Pictures in the records should not be copied, but every other part must be repeated exactly.
________________________
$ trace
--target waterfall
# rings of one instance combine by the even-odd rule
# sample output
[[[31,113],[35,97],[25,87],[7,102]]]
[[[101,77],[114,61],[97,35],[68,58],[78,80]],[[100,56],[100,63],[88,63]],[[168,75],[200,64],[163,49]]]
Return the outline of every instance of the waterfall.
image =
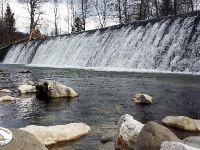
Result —
[[[198,14],[20,43],[3,63],[200,72]]]

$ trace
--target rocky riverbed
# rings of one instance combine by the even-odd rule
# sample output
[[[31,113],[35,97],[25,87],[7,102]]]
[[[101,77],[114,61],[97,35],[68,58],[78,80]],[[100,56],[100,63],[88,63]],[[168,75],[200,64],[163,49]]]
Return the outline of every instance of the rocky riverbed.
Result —
[[[21,73],[19,70],[29,70]],[[199,119],[199,77],[175,74],[141,74],[127,72],[98,72],[80,69],[53,69],[0,66],[0,96],[16,100],[0,104],[0,126],[9,129],[28,125],[55,126],[84,122],[91,133],[76,142],[59,143],[49,149],[114,149],[118,137],[117,122],[124,114],[146,125],[149,121],[161,124],[166,116],[177,115]],[[18,87],[30,81],[56,81],[72,87],[76,98],[38,98],[35,93],[19,95]],[[136,104],[138,93],[151,95],[153,104]],[[171,130],[171,129],[170,129]],[[179,139],[190,135],[171,130]],[[171,143],[166,143],[166,145]],[[172,143],[174,144],[174,143]],[[165,145],[164,145],[165,146]]]

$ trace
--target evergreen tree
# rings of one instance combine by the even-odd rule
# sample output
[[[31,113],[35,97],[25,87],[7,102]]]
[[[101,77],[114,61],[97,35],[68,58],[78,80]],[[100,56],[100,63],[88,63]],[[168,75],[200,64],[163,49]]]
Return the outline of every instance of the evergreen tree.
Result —
[[[174,14],[173,4],[171,0],[163,0],[160,6],[161,16],[169,16]]]
[[[8,34],[15,32],[15,18],[9,5],[7,5],[6,12],[4,15],[5,27]]]
[[[74,21],[74,26],[72,26],[72,32],[81,32],[81,31],[85,31],[84,21],[81,18],[76,17]]]

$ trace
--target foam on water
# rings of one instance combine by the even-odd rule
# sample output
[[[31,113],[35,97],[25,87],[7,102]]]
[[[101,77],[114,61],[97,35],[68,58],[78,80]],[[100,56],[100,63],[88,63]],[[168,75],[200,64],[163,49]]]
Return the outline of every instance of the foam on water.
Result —
[[[168,18],[21,43],[3,63],[199,73],[199,20]]]

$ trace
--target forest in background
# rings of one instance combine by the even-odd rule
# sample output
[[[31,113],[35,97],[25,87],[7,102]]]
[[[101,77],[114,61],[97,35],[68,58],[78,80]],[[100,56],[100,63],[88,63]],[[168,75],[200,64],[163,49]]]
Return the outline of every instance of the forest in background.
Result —
[[[97,18],[98,28],[104,28],[112,19],[117,20],[118,24],[126,24],[138,20],[197,11],[200,5],[200,0],[18,0],[18,2],[27,7],[29,33],[21,33],[16,30],[15,14],[8,1],[1,0],[0,47],[28,38],[41,26],[44,26],[41,18],[45,12],[41,7],[46,3],[51,3],[53,6],[54,29],[51,31],[51,35],[55,36],[62,34],[59,30],[60,5],[66,4],[67,12],[70,14],[65,19],[69,28],[68,32],[85,31],[86,20],[91,17]]]

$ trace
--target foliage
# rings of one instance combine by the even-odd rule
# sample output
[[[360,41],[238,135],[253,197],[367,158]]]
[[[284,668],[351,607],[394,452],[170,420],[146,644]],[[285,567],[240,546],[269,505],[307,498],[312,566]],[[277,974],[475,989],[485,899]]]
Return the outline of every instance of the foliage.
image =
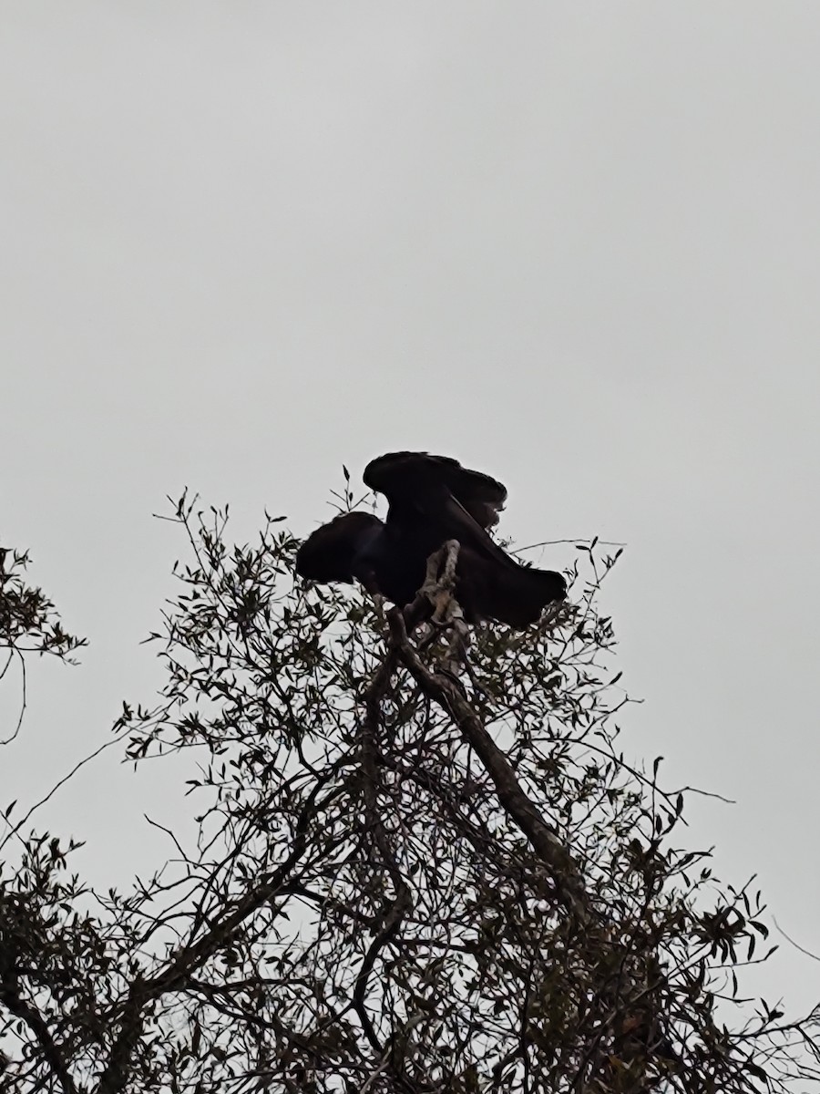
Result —
[[[31,559],[27,551],[0,547],[0,680],[16,663],[20,670],[22,699],[16,725],[0,744],[9,744],[20,732],[26,706],[25,654],[51,654],[71,662],[71,654],[85,645],[85,639],[74,638],[62,629],[54,604],[42,589],[27,585],[25,571]]]
[[[423,597],[294,586],[278,522],[231,547],[227,511],[184,497],[175,519],[166,684],[116,731],[136,764],[194,750],[198,835],[93,895],[70,848],[25,836],[0,887],[4,1091],[817,1081],[820,1015],[739,997],[760,894],[677,846],[683,795],[621,753],[595,606],[614,557],[579,549],[575,606],[478,628],[457,672]]]

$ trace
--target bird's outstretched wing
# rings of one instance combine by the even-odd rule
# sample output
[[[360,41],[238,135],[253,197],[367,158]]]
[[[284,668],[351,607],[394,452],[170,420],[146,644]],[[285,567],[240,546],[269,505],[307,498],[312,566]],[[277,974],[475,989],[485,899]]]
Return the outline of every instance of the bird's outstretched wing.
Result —
[[[372,459],[363,477],[366,486],[401,509],[442,503],[446,490],[481,528],[499,523],[507,497],[497,479],[427,452],[388,452]]]

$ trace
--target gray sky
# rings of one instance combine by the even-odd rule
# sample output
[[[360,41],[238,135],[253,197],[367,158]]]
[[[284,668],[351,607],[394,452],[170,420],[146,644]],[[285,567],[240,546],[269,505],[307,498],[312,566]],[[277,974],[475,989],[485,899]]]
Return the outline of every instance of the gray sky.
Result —
[[[820,952],[817,0],[20,0],[0,26],[0,535],[92,641],[33,675],[0,805],[150,701],[166,493],[305,533],[342,462],[430,449],[507,484],[519,544],[628,542],[624,745],[737,800],[692,846]],[[148,872],[173,766],[101,760],[40,823],[95,880]],[[785,950],[754,982],[806,1005]]]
________________________
**Task response**
$ trace
--target waterfall
# rings of one instance combine by the even-odd rule
# sample output
[[[31,113],[35,97],[25,87],[7,102]]]
[[[101,77],[114,61],[97,35],[68,58],[78,80]],[[100,56],[100,63],[88,63]],[[168,75],[200,64],[163,49]]]
Return the outline of every instance of the waterfall.
image =
Result —
[[[198,14],[20,43],[3,63],[200,72]]]

$ trace
--target rocky riverbed
# rings of one instance combine by the even-odd rule
# sample output
[[[31,113],[35,97],[25,87],[7,102]]]
[[[101,77],[114,61],[97,35],[68,58],[78,80]],[[100,56],[100,63],[88,63]],[[168,75],[200,64],[163,49]]]
Return the outline of every instance of the rocky riverbed.
Result —
[[[21,73],[19,70],[29,70]],[[199,119],[199,77],[175,74],[141,74],[127,72],[98,72],[80,69],[53,69],[0,66],[0,96],[16,100],[0,104],[0,126],[9,129],[28,125],[55,126],[84,122],[91,133],[76,142],[59,143],[49,149],[114,149],[118,137],[117,122],[124,114],[146,125],[149,121],[161,124],[166,116],[177,115]],[[18,87],[30,81],[56,81],[72,87],[76,98],[38,98],[35,93],[19,95]],[[136,104],[138,93],[151,95],[153,104]],[[171,130],[171,129],[170,129]],[[179,139],[190,135],[171,130]],[[171,143],[166,143],[166,145]],[[172,143],[174,144],[174,143]],[[165,145],[164,145],[165,146]]]

$ trace
--target evergreen tree
# rings of one instance combine by the even-odd rule
# sample output
[[[31,113],[35,97],[25,87],[7,102]]]
[[[101,77],[114,61],[97,35],[68,58],[78,80]],[[100,56],[100,63],[88,63]],[[168,75],[200,64],[163,49]]]
Return the outline of every instance of the evergreen tree.
Result —
[[[174,14],[173,4],[171,0],[163,0],[160,6],[161,16],[169,16]]]
[[[8,34],[15,32],[15,18],[9,5],[7,5],[6,12],[4,15],[5,27]]]
[[[74,21],[74,26],[72,26],[72,32],[81,32],[81,31],[85,31],[84,21],[81,18],[76,17]]]

$ trace
--target foam on water
# rings of one instance combine by the even-odd rule
# sample output
[[[31,113],[35,97],[25,87],[7,102]]]
[[[101,77],[114,61],[97,35],[68,58],[78,80]],[[100,56],[100,63],[88,63]],[[168,75],[200,64],[163,49]]]
Return the outline of every instance of the foam on water.
Result —
[[[168,18],[21,43],[3,63],[199,73],[199,20]]]

$ trace
--target forest in background
# rings of one instance combine by the even-odd rule
# sample output
[[[31,113],[35,97],[25,87],[7,102]]]
[[[101,77],[114,61],[97,35],[68,58],[78,80]],[[100,56],[100,63],[88,63]],[[168,75],[200,64],[163,49]]]
Return the outline of every instance of the forest in background.
Result —
[[[97,18],[98,28],[104,28],[112,19],[117,20],[118,24],[126,24],[138,20],[197,11],[200,5],[200,0],[18,0],[18,2],[27,7],[29,33],[21,33],[16,30],[15,14],[8,1],[1,0],[0,47],[28,38],[41,26],[44,26],[41,18],[45,12],[41,7],[46,3],[51,3],[53,6],[54,29],[51,31],[51,35],[55,36],[62,34],[59,30],[60,5],[66,4],[67,12],[70,14],[65,19],[69,28],[68,32],[85,31],[86,20],[91,17]]]

$ trace
--target foliage
# rings of one instance combine by the even-odd rule
# sample output
[[[360,41],[238,135],[253,197],[367,158]]]
[[[284,668],[351,607],[394,452],[170,420],[146,644]],[[285,567],[240,546],[269,505],[307,498],[312,566]],[[277,974],[475,989],[485,899]]]
Return the outline of every instance of the foliage.
image =
Result —
[[[31,559],[27,551],[0,547],[0,680],[16,663],[20,670],[22,699],[16,725],[0,744],[9,744],[20,732],[26,706],[25,654],[51,654],[71,662],[71,654],[85,645],[85,639],[74,638],[62,629],[54,604],[42,589],[27,585],[25,571]]]
[[[423,597],[294,586],[278,522],[231,547],[227,511],[184,497],[175,519],[166,684],[116,731],[136,764],[194,750],[198,835],[93,895],[70,848],[25,836],[0,887],[4,1091],[817,1081],[820,1015],[739,997],[760,894],[677,846],[683,795],[621,753],[595,606],[614,557],[579,549],[575,606],[478,628],[457,672]]]

$ trace
--target bird's outstretched wing
# rings of one instance combine by the even-odd rule
# sample output
[[[360,41],[238,135],[253,197],[367,158]]]
[[[284,668],[351,607],[394,452],[170,420],[146,644]],[[285,567],[240,546],[269,505],[307,498],[312,566]],[[277,974],[475,989],[485,899]]]
Return the outline of every instance of the bird's outstretched wing.
Result —
[[[372,459],[363,477],[366,486],[401,509],[442,503],[446,490],[481,528],[499,523],[507,497],[497,479],[427,452],[388,452]]]

$ trace
--target gray sky
# rings of one instance combine by the even-odd rule
# sample output
[[[360,41],[238,135],[253,197],[367,158]]]
[[[284,668],[351,607],[394,452],[170,420],[146,644]],[[285,567],[240,546],[269,505],[307,498],[312,566]],[[277,974],[475,989],[485,899]]]
Return the outline of every instance of the gray sky.
Result —
[[[820,952],[817,0],[20,0],[0,26],[0,535],[92,641],[33,675],[0,805],[150,701],[166,493],[305,533],[342,462],[430,449],[507,484],[519,544],[628,542],[624,745],[737,800],[692,846]],[[148,872],[173,766],[101,760],[40,823],[95,880]],[[785,950],[754,982],[806,1005]]]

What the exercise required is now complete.